Your objective — Continue the article about the Beyoncé song "Start Over," picking up right after its last sentence.

Extracted text —
Song by Beyoncé

from the album 4
- Recorded: 2011
- Studio: MSR, New York City; Jungle City, New York City;
- Genre: Pop • R&B
- Length: 3:19
- Label: Columbia
- Songwriters: Shea Taylor; Beyoncé Knowles; Ester Dean;
- Producers: Taylor; Knowles;

= Start Over (Beyoncé song) =

"Start Over" is a song recorded by the American singer Beyoncé from her fourth studio album, 4 (2011). It was written by Shea Taylor, Beyoncé Knowles and Ester Dean and produced by Taylor and Knowles. The song's development was motivated by the fact that Knowles traveled around the world and experienced different cultures which inspired love and purity inside her. A mid-tempo pop, pop rock and soul-influenced R&B ballad, "Start Over" finds the female protagonist affirming her individuality and expressing her love for a man with whom she attempts to start a relationship all over again. Knowles' vocals are accompanied by electric and enticing beats; the song's instrumentation includes drums and synthesizers.

"Start Over" received mixed to positive reviews from music critics, who noted that the song was quite similar to Knowles' older material. The placement of the song on the track-listing was criticized by critics, who thought that it made "Start Over" barely distinguishable. However, the beats arrangement and the vulnerability of Knowles' vocals were highlighted by many critics. Following the release of 4, "Start Over" charted at number 43 on the South Korea Gaon International Chart based on downloads alone.

==Conception==
"Start Over" was written by Shea Taylor, Knowles and Ester Dean and produced by the Knowles and Taylor. It was recorded at MSR Studios and Jungle City Studios in New York City. "Start Over" was mixed by Serban Ghenea with further assistance from Phil Seaford and it was engineered by John Hanes with further assistance from Ramon Rivas and Pete Wolford. Beginning on June 16 to June 27, 2011, the songs from 4 were available to listen to in full each day on Knowles' official website, paired with its accompanying photo spread from the album packaging and an insightful quote. On June 22, 2011, "Start Over" was the fourth song to be chosen. The quote found Knowles elaborating on what motivated her to record a song like "Start Over": "For the first time in my life I was able to travel the world, hear different influences, see different types of dance and choreography and taste different types of food. It was important that I was able to digest everything: It inspired purity, more heart and more love."

[Stored records]

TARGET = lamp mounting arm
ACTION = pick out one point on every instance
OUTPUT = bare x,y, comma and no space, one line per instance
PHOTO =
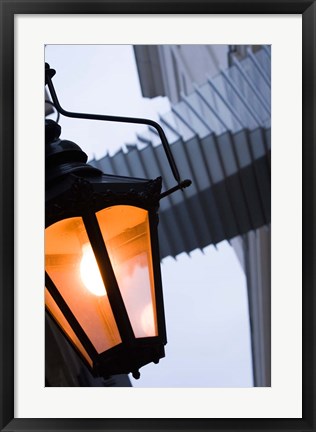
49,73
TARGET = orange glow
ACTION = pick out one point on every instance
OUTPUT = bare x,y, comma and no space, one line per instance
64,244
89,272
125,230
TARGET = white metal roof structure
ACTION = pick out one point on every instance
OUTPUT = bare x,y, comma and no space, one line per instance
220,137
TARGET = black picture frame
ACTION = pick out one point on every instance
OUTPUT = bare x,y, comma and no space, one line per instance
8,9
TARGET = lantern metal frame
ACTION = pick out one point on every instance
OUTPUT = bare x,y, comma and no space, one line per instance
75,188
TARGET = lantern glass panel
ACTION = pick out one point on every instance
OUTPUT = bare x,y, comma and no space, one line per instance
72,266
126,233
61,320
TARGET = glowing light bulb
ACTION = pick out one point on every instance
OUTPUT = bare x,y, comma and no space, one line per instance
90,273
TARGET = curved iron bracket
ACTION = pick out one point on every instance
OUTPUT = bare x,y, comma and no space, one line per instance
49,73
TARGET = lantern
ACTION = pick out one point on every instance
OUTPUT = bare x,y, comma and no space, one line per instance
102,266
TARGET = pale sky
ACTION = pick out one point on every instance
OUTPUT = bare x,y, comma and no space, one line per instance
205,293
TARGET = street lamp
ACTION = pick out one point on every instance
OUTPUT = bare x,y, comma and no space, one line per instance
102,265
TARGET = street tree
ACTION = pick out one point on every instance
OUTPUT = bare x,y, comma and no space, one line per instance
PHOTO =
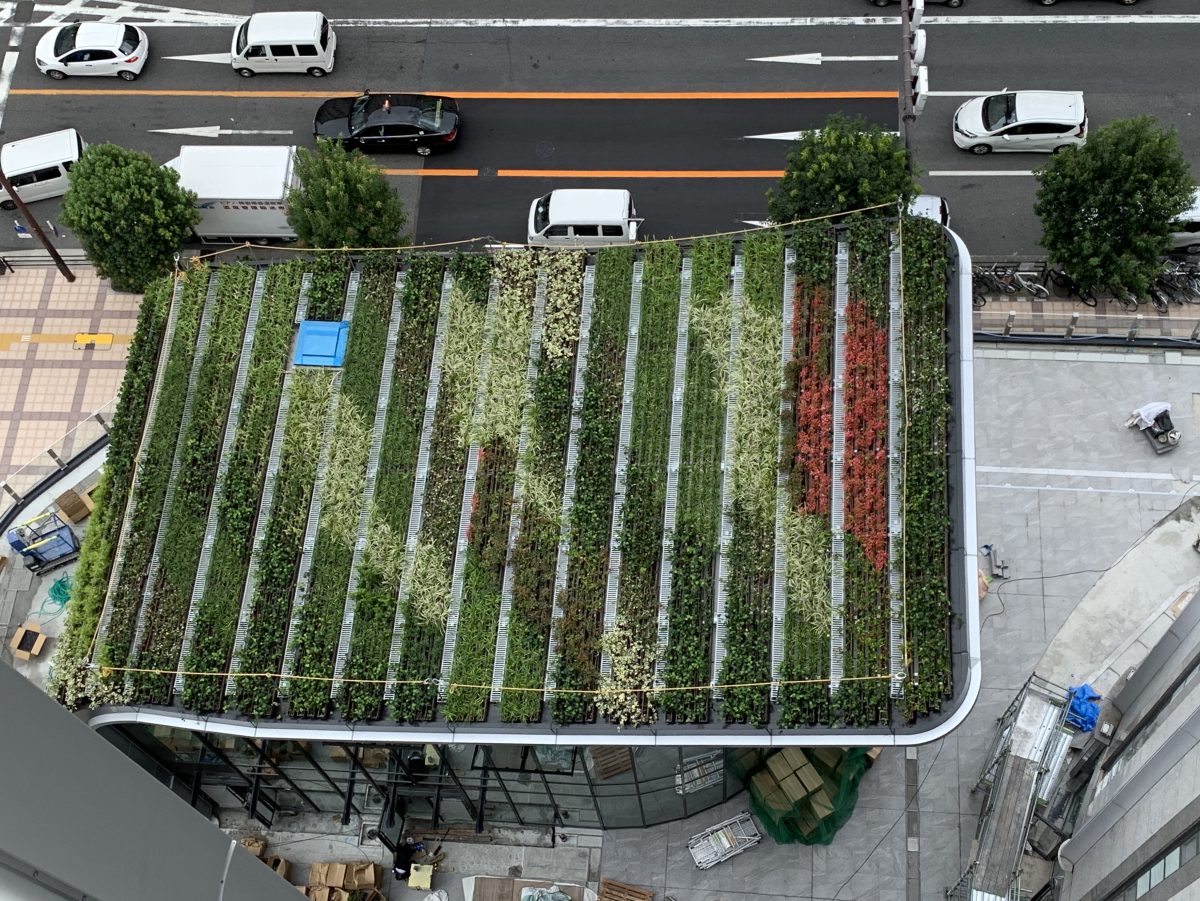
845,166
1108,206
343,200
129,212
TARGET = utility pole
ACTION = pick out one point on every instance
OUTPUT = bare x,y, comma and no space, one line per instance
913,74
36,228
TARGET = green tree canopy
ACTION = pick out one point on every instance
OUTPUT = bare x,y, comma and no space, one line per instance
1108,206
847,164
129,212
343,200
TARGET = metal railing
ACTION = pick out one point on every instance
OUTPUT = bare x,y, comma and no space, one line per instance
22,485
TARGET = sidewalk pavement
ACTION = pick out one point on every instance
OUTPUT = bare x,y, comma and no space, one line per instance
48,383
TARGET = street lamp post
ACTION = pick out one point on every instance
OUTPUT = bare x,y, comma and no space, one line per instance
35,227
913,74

Response to the exercise —
==Composition==

===Music and lyrical content===

"Start Over" is a midtempo R&B ballad, which contains elements of pop, soul and "angst-ridden" pop rock and is built on hollow electric beats. The song's instrumentation consists of gleaming synthesizers, a piano, loud and echoing drums, and minimal percussion instrument. According to Amanda Hensel of Pop Crush, the arrangement of the synthesizers is reminiscent of the Destiny's Child era. Jenna Hally Rubenstein of MTV Buzzworthy compared the song with Knowles' own "1+1" (2011) from the same album. Andrew Unterberger of the website Popdust compared the song with Ryan Tedder-produced songs like Jordin Sparks' "Battlefield" and Kelly Clarkson's "Already Gone". Priya Elan of NME felt that the piano parts in "Start Over" were similar to songs by rock band Evanescence because of its processed drums and piano riffing.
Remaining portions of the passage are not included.